● Given task
Below are some records. Copy everything word for word, from the line containing "Please mark the conifer" down to the end of the records.

● Records supplied
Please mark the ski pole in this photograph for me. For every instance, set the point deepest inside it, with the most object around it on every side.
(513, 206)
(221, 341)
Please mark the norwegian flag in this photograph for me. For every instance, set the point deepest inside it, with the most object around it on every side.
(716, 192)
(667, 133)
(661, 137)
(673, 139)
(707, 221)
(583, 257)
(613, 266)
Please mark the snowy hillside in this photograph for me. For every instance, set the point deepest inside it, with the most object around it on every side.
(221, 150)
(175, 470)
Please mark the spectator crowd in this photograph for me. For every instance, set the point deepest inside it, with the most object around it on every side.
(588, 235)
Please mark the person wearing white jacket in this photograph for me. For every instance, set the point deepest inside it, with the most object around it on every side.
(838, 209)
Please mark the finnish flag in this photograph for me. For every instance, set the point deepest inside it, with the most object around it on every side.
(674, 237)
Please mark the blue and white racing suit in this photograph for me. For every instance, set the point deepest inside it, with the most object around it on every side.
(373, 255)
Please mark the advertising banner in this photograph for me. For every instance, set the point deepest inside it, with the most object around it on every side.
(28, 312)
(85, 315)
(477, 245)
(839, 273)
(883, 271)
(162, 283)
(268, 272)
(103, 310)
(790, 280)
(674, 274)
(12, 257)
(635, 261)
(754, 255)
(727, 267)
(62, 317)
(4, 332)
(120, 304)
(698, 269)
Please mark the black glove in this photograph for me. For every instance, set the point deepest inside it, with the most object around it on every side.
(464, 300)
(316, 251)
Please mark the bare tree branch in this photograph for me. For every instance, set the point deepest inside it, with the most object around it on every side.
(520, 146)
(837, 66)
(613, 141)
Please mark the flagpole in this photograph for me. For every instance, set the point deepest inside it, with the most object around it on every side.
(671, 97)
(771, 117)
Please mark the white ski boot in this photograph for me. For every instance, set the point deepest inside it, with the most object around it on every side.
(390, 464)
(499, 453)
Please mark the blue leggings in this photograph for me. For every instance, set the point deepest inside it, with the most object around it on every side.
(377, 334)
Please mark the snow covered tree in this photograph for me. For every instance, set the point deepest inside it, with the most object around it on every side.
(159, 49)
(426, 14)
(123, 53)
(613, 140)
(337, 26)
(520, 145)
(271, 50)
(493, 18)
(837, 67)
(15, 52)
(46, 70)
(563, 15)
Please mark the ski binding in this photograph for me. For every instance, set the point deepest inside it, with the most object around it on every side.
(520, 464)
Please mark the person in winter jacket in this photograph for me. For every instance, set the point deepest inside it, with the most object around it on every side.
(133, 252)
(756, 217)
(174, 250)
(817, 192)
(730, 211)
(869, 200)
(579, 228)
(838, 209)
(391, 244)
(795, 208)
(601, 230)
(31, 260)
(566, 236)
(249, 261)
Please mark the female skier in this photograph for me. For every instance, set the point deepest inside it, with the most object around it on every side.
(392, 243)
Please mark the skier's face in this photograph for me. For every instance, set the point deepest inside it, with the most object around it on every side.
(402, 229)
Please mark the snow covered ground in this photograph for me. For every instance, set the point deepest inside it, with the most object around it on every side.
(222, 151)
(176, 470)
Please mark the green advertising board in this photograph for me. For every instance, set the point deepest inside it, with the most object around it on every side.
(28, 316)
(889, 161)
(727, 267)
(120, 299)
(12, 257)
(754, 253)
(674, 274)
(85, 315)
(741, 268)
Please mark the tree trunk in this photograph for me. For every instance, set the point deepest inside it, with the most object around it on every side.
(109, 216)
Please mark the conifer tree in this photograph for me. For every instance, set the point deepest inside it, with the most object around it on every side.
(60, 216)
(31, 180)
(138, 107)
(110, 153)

● Exercise answer
Please mark the conifer tree in this photograph for me. For every instance, set the point deepest inside it, with the most object around it on every side.
(60, 216)
(31, 180)
(138, 107)
(110, 153)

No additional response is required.